Yazılı görevler:
1: Verilen metne göre aşağıdaki soruları yanıtlayın:
(a) Bilirkişi heyetinin ek raporları hangi tarihlidir?
(b) Davacı vekilinin ıslah dilekçesiyle tahsili talep edilen tutar nedir ve hangi faizle istenmiştir?
(c) 2918 sayılı Karayolları Trafik Kanunu'nun hangi maddesi işletenlere mali sorumluluk sigortası yaptırma zorunluluğu getirir?
2: Verilen metinde anılan bütün madde numaralarını, ait oldukları düzenlemeyle birlikte listeleyin.
3: Verilen metne göre işletenlerin mali sorumluluk sigortası yaptırması hangi amaçla zorunlu tutulmuştur? Bir ila üç cümleyle açıklayın.

Verilen metin:
Bilirkişi heyetinin emsal ücret yönünden itirazların tetkiki amacı ile 26/09/2018 tarihli ek raporları dosyamız arasına alınmıştır.
Davacı vekilinin 17/10/2018 tarihli ıslah dilekçesi ile 194.748,35-TL’nin kaza tarihinden itibaren avans faizi ile tahsilinin talep edildiği anlaşılmıştır.
2918 sayılı Karayolları Trafik Kanunu’nun 91/1.maddesi uyarınca; “İşletenlerin, bu kanunun 85/1 maddesine göre olan sorumluluklarının karşılanmasını sağlamak üzere mali sorumluluk sigortası yaptırmaları zorunludur.” Karayolları Zorunlu Mali Sorumluluk Sigortası Genel Şartlarının A-1. maddesi gereğince ; “Sigortacı bu poliçede tanımlanan motorlu aracın işletilmesi sırasında bir kimsenin ölümüne veya yaralanmasına veya bir şeyin zarara uğramasına sebebiyet vermesinden dolayı 2918 sayılı Karayolları Trafik Kanunu’na göre işletene düşen hukuki sorumluluğu, zorunlu sigorta limitlerine kadar temin eder.” Anılan yasal düzenlemeler gereğince Zorunlu Mali Sorumluluk Sigortası; motorlu bir aracın karayolunda işletilmesi sırasında, bir kimsenin ölümüne veya yaralanmasına veya bir şeyin zarara uğramasına neden olması halinde, o aracı işletenin zarara uğrayan 3. kişilere karşı olan sorumluluğunu belli limitler dahilinde karşılamayı amaçlayan ve yasa gereğince yapılması zorunlu kılınan bir zarar sigortası türüdür.

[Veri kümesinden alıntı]

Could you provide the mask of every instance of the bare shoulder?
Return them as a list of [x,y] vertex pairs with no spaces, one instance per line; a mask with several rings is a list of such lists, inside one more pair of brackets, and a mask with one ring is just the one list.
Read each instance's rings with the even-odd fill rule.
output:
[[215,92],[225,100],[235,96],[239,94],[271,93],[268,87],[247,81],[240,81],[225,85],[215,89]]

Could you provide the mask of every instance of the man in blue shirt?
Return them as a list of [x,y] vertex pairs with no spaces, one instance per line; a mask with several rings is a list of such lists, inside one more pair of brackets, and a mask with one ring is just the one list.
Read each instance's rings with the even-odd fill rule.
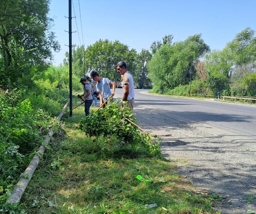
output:
[[[100,96],[100,107],[104,108],[104,106],[102,106],[102,104],[109,98],[111,96],[113,96],[115,95],[115,82],[111,81],[107,78],[101,78],[99,76],[99,74],[96,71],[93,71],[91,73],[91,76],[95,81],[97,82],[96,85],[96,90],[99,93]],[[109,84],[112,85],[113,90],[112,92],[110,90]],[[111,102],[108,100],[107,103],[109,104]]]
[[90,107],[92,103],[92,87],[91,84],[87,82],[85,78],[81,78],[80,82],[84,86],[84,95],[81,96],[81,99],[85,102],[85,116],[90,114]]

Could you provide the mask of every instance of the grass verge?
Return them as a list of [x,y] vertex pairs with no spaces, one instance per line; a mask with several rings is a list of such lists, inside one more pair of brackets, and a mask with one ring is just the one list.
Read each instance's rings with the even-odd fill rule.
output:
[[[175,173],[175,163],[131,145],[102,149],[101,139],[77,128],[84,110],[64,119],[62,132],[54,136],[22,199],[28,213],[216,213],[206,195],[194,193]],[[139,180],[138,175],[152,182]]]

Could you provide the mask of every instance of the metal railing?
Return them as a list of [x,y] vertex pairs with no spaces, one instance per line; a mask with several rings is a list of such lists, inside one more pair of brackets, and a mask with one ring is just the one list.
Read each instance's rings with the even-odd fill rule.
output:
[[232,99],[235,99],[235,101],[237,99],[250,99],[253,100],[256,100],[256,97],[239,97],[239,96],[222,96],[221,98],[223,99],[223,101],[224,101],[225,98],[229,98]]

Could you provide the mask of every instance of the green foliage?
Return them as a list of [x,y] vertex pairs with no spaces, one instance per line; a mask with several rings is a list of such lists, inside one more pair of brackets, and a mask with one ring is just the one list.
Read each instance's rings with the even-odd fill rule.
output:
[[49,29],[53,20],[48,15],[49,1],[0,2],[0,84],[17,81],[53,58],[60,47]]
[[33,109],[28,99],[20,100],[22,94],[0,91],[0,192],[5,189],[6,194],[42,145],[49,127],[57,122],[42,110]]
[[[133,75],[136,70],[135,62],[137,53],[135,49],[129,50],[128,48],[127,45],[120,43],[119,41],[113,42],[108,39],[100,39],[96,41],[93,45],[87,47],[85,50],[86,73],[94,69],[101,77],[107,77],[111,80],[120,80],[121,77],[116,69],[116,64],[120,61],[123,61],[127,65],[128,71]],[[81,61],[82,56],[83,60],[84,55],[77,54],[77,52],[81,52],[78,48],[75,54],[74,52],[78,58],[76,60]],[[68,59],[67,53],[66,56]],[[67,62],[66,64],[68,64]],[[80,66],[80,68],[77,69],[81,69],[81,67]],[[76,71],[81,73],[81,71]]]
[[256,73],[246,74],[237,78],[231,85],[231,95],[256,96]]
[[146,86],[150,84],[147,66],[152,57],[149,52],[144,49],[142,49],[141,52],[137,55],[136,72],[136,74],[134,74],[133,78],[135,81],[138,83],[141,88],[144,88]]
[[163,37],[163,43],[161,41],[158,40],[157,42],[155,41],[154,41],[150,46],[150,49],[152,53],[154,55],[155,54],[163,45],[168,44],[170,45],[171,45],[173,39],[173,36],[172,34],[169,34],[168,36],[165,35]]
[[[123,101],[113,102],[103,109],[99,110],[96,113],[90,115],[80,121],[80,129],[90,137],[102,135],[107,136],[103,138],[103,143],[101,144],[103,150],[106,147],[111,150],[127,143],[138,146],[141,145],[147,148],[149,153],[160,155],[161,151],[159,142],[153,140],[149,134],[141,134],[135,125],[125,118],[133,123],[136,121],[134,114],[131,113],[130,109],[124,104]],[[112,140],[113,137],[115,141]],[[111,145],[113,142],[116,142],[116,144]]]

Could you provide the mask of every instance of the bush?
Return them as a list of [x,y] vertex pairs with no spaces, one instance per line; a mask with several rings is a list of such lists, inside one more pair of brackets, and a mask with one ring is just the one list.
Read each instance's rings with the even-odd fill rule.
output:
[[33,109],[28,99],[19,100],[22,93],[0,91],[0,186],[3,189],[18,178],[29,154],[42,145],[49,127],[56,121]]
[[100,109],[95,114],[90,114],[81,120],[79,123],[80,128],[90,137],[102,135],[107,136],[107,138],[114,137],[116,139],[114,141],[117,145],[111,145],[106,143],[104,146],[114,149],[124,144],[136,145],[146,148],[149,154],[160,156],[158,142],[154,141],[149,134],[140,133],[137,127],[132,123],[135,124],[136,118],[125,104],[121,101],[107,105],[104,109]]

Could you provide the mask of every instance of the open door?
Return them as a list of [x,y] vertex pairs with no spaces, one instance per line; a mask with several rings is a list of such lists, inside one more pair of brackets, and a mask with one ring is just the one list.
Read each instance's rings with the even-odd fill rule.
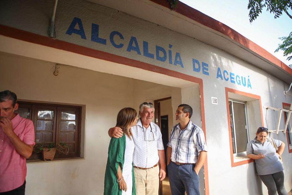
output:
[[[159,126],[162,136],[162,141],[164,147],[165,162],[166,162],[166,149],[168,142],[169,135],[171,127],[173,114],[171,107],[171,97],[169,97],[154,101],[155,123]],[[166,177],[167,176],[167,167],[166,167]],[[170,194],[169,182],[167,177],[163,181],[159,182],[159,195]],[[163,191],[164,193],[163,193]]]

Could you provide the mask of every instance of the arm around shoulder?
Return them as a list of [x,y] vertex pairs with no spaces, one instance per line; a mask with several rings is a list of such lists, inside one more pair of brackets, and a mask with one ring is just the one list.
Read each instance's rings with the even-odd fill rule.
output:
[[123,136],[123,131],[122,129],[118,127],[112,127],[108,130],[108,136],[111,137],[119,138]]

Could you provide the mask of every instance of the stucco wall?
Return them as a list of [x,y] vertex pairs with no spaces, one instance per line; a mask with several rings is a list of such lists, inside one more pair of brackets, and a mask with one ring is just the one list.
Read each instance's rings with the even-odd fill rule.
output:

Görev yanıtları:
1:
(a) 26/09/2018 tarihlidir.
(b) Tutar 194.748,35 TL'dir. Kaza tarihinden itibaren avans faiziyle istenmiştir.
(c) 91/1. maddesi.

2:
- 2918 sayılı Karayolları Trafik Kanunu, 91/1. madde
- 2918 sayılı Karayolları Trafik Kanunu, 85/1. madde
- Karayolları Zorunlu Mali Sorumluluk Sigortası Genel Şartları, A-1. madde

3: 91/1. madde uyarınca bu sigorta, işletenlerin 85/1. maddeye göre doğan sorumluluklarının karşılanmasını sağlamak için zorunludur. Sigorta, araç karayolunda işletilirken bir kimsenin ölmesi, yaralanması ya da bir şeyin zarara uğraması durumunda, işletenin zarar gören üçüncü kişilere karşı sorumluluğunu belli limitler içinde karşılar.